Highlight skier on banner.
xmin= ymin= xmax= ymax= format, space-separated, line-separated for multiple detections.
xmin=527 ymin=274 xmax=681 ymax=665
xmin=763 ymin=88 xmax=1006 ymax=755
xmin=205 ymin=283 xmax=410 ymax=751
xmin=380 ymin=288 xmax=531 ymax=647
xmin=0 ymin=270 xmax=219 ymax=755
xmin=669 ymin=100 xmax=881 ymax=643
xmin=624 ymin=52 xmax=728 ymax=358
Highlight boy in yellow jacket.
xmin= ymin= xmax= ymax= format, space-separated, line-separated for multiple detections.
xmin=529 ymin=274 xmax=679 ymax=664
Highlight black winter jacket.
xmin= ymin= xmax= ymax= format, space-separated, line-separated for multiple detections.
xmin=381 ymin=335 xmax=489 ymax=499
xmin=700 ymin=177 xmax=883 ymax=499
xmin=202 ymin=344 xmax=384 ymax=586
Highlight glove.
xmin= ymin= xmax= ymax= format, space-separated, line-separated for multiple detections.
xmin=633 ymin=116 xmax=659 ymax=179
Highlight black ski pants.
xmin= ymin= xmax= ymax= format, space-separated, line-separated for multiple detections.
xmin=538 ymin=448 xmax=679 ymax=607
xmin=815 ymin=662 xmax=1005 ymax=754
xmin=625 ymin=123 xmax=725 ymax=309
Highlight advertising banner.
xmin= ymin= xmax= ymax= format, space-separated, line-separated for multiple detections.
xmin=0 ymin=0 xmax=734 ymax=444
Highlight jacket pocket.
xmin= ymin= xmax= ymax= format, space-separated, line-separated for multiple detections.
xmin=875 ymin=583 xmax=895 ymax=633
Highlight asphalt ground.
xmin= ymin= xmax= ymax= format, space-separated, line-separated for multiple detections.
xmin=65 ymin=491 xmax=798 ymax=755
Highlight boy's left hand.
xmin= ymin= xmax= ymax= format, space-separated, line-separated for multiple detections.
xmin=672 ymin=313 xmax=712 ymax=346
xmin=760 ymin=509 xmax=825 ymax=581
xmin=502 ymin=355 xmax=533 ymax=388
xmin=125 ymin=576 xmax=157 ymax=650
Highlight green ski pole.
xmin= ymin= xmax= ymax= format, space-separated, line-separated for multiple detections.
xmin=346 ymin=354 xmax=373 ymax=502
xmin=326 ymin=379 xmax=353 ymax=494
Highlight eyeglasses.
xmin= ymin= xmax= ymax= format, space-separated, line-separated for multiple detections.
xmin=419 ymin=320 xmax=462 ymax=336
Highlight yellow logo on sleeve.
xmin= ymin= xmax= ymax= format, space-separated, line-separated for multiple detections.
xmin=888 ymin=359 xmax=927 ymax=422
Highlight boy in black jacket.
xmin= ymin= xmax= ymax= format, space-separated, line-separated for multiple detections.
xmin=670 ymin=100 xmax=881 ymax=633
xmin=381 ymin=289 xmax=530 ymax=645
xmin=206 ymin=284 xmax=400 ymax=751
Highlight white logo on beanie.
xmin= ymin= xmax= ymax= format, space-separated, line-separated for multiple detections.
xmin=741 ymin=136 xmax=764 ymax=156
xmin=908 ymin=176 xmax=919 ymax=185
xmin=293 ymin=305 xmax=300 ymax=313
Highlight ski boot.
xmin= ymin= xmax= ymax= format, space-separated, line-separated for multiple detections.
━━━━━━━━━━
§ **Directions**: The word "banner" is the filter: copy every line of the listing above that contains it.

§ **Answer section**:
Highlight skier on banner.
Highlight advertising banner.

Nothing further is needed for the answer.